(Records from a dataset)
────────

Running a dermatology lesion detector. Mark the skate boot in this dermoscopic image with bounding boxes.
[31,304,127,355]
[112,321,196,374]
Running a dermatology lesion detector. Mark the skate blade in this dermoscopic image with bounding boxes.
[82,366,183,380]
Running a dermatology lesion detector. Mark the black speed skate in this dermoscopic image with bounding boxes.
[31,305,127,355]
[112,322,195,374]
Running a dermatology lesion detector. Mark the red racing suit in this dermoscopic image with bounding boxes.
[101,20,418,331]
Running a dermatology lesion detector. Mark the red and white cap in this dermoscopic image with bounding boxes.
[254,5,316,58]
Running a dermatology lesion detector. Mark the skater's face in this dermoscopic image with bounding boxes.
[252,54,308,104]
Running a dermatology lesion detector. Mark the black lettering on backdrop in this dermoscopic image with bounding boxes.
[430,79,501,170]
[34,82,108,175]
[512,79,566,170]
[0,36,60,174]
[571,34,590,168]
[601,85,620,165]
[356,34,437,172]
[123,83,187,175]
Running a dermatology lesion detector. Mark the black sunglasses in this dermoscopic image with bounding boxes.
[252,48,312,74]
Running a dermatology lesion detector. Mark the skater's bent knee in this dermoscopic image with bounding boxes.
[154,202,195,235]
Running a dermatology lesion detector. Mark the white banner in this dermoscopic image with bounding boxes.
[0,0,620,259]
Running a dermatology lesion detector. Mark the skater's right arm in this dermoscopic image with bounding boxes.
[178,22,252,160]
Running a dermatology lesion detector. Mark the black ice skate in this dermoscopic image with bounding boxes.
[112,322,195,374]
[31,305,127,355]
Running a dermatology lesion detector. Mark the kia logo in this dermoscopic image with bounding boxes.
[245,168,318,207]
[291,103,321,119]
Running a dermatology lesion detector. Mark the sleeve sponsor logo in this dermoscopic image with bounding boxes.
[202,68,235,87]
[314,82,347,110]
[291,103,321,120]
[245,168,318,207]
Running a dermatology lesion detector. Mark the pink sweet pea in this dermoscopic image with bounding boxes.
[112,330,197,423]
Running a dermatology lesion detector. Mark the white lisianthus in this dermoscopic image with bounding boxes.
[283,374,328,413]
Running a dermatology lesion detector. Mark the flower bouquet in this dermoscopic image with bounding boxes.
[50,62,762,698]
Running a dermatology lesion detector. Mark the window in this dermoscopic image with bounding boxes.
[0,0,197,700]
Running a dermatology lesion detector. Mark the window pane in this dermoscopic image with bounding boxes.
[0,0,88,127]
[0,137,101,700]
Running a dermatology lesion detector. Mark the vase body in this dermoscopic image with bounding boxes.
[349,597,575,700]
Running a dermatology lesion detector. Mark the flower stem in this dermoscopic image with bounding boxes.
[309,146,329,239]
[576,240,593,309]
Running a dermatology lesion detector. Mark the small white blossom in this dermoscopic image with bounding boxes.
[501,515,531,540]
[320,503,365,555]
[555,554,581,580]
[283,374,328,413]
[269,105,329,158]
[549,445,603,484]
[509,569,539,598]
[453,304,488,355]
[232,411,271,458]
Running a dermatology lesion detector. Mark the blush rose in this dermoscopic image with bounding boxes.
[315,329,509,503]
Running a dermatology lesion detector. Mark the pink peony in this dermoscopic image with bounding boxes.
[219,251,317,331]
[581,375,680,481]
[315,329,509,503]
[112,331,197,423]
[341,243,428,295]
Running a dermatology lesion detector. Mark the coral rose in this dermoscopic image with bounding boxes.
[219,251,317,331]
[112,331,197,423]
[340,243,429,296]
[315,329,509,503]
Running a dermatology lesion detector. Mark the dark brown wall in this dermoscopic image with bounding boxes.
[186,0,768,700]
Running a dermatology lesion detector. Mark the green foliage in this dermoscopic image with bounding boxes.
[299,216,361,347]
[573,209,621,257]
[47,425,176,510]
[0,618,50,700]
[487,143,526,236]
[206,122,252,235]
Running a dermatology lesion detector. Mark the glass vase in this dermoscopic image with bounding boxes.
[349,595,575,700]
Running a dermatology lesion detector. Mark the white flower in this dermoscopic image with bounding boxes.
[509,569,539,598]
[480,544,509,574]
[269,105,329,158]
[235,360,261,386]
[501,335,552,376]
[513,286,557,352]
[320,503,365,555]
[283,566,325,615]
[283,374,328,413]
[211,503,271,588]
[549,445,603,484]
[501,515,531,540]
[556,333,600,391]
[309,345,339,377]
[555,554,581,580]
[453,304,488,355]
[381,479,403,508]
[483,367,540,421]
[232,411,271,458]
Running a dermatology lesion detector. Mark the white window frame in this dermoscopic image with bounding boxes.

────────

### WORK INSTRUCTIONS
Reproduce the entries, starting at the line containing "Running a dermatology lesion detector. Mark the red and" and ending at the line containing "[252,54,308,104]", with the requests included and 28 added to each bounding-box coordinate in the answers.

### RESULT
Running a dermatology lesion detector. Mark the red and white cap in this dermoscopic image with bounding boxes.
[282,33,344,86]
Running a dermatology lesion detector. Mark the skater's face in this dermoscopic image with bounding boxes.
[280,82,336,132]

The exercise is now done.